===== Excerpted records
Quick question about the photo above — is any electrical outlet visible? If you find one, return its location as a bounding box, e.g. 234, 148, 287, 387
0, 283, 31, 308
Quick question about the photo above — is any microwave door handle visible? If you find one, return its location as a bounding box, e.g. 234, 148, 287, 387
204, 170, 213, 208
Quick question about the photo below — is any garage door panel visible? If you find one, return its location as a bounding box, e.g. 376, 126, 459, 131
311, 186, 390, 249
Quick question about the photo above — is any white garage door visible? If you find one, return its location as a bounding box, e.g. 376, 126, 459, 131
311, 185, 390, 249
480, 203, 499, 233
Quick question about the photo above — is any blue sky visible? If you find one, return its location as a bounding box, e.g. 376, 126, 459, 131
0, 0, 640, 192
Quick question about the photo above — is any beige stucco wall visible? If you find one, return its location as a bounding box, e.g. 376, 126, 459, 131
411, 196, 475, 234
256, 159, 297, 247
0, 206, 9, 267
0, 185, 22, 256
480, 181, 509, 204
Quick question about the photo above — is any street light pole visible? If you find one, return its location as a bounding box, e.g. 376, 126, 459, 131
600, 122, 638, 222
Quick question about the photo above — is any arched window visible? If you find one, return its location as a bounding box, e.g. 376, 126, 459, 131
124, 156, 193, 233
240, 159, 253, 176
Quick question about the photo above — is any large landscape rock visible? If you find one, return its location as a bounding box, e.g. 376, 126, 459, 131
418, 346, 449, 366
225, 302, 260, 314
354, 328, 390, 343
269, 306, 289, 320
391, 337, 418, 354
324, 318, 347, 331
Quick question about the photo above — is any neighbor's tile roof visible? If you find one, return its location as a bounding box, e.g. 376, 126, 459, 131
==========
- [Aim] Copy all of the material above word for word, with no changes.

- [Result of this task]
Quick question about the photo above — is any electrical outlet visible? If you find one, return its location as a bounding box, e.g. 234, 148, 287, 387
0, 283, 31, 308
Quick question about the photo above — is any microwave door handle visible? If you find one, return its location as a bounding box, e.g. 234, 148, 287, 387
204, 170, 213, 208
Quick question about the photo below — is any garage door panel visible? If you find one, return its location as a bounding box, e.g. 376, 126, 459, 131
311, 186, 390, 249
Quick question about the photo above — is any white garage door visible? If you find one, return its location as a bounding box, e.g. 376, 126, 459, 131
311, 185, 390, 249
480, 203, 499, 233
Quick question about the photo above — is any blue sky visible? If you find one, return its location as a bounding box, e.g. 376, 126, 459, 131
0, 0, 640, 192
Quick question about the photo above — is any beige stucco wall visible? If you find one, return its location as a bounding box, e.g. 376, 126, 459, 131
411, 196, 475, 234
256, 159, 297, 247
0, 206, 9, 267
0, 185, 22, 256
480, 181, 509, 204
Quick question about the photo above — is any street light pole visible? If you find one, return its location as a bounding box, e.g. 376, 126, 459, 131
600, 122, 638, 222
Quick question about the photo above — is any arched window visible? If you find one, return its location as a bounding box, e.g. 376, 126, 459, 131
124, 156, 193, 233
240, 159, 253, 176
Quick question about the photo above — is any large landscape rock visible? If you find one, return its location as a bounding box, e.g. 376, 126, 459, 131
418, 346, 449, 366
225, 302, 260, 314
354, 328, 390, 343
269, 306, 289, 320
391, 337, 418, 354
324, 318, 347, 331
Quick question about the photo above — is any neighbor's tile roof visible? If you find one, return its location as a bounding box, e.g. 376, 126, 459, 131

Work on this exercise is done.